- [Task statement]
All of the records below need to be copied exactly.

==== Records provided

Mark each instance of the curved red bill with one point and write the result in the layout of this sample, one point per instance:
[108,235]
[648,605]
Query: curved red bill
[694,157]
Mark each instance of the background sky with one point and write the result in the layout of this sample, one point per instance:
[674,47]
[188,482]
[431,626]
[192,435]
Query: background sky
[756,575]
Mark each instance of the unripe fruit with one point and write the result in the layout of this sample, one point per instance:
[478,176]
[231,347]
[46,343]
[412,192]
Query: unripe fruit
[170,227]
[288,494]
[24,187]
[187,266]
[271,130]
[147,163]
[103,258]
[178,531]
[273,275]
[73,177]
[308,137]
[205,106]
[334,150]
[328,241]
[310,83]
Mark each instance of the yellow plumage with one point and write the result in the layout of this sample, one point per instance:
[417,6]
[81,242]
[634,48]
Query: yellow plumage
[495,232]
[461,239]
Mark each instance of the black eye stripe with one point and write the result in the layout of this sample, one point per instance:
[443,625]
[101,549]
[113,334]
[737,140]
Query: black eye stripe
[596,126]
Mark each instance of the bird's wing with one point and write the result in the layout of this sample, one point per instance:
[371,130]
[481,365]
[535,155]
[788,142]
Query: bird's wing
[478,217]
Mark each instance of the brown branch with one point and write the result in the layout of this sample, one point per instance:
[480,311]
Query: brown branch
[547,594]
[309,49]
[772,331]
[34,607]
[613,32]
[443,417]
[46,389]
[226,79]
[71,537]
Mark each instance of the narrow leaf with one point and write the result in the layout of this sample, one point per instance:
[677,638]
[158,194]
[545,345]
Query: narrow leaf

========

- [Output below]
Mark each instance of the curved red bill with one point and write the result in the layout of this sample, one point per instance:
[108,235]
[648,605]
Query: curved red bill
[694,157]
Mark each instance of the background sky with one point and write the result in the layout of this sample, one point per instance:
[674,47]
[188,482]
[431,626]
[192,435]
Query: background sky
[756,575]
Mark each instance of the unripe fruit with one point and write the result in the layout of this sample, one point per instance:
[478,176]
[231,347]
[46,343]
[412,192]
Query: unripe fruit
[170,227]
[288,494]
[24,187]
[187,266]
[271,130]
[147,163]
[103,258]
[178,531]
[273,275]
[73,177]
[308,137]
[205,106]
[334,150]
[328,241]
[310,83]
Mark each instance of the yellow plumage with one point and write the result in the layout of this sample, one point per instance:
[417,6]
[81,242]
[634,48]
Query: yellow plumage
[495,232]
[461,239]
Mark each instance of the black eye stripe with one point and write the result in the layout of this sample, one point per instance:
[443,625]
[101,549]
[113,334]
[737,140]
Query: black eye stripe
[596,126]
Mark each instance of the bird's wing with one point and write the result in the layout of this sample, one point per instance:
[371,130]
[481,365]
[535,155]
[788,142]
Query: bird's wing
[478,217]
Mark each instance of the brown branch with one point and write the result in the layout of this sample, one point per instance:
[480,311]
Query: brown branch
[547,594]
[309,49]
[772,331]
[34,607]
[613,32]
[443,417]
[46,389]
[226,79]
[71,537]
Mark each instance of the narrow leaf with one point and write the result in the layout of this sample, one point per instance:
[677,638]
[158,194]
[545,345]
Query: narrow leaf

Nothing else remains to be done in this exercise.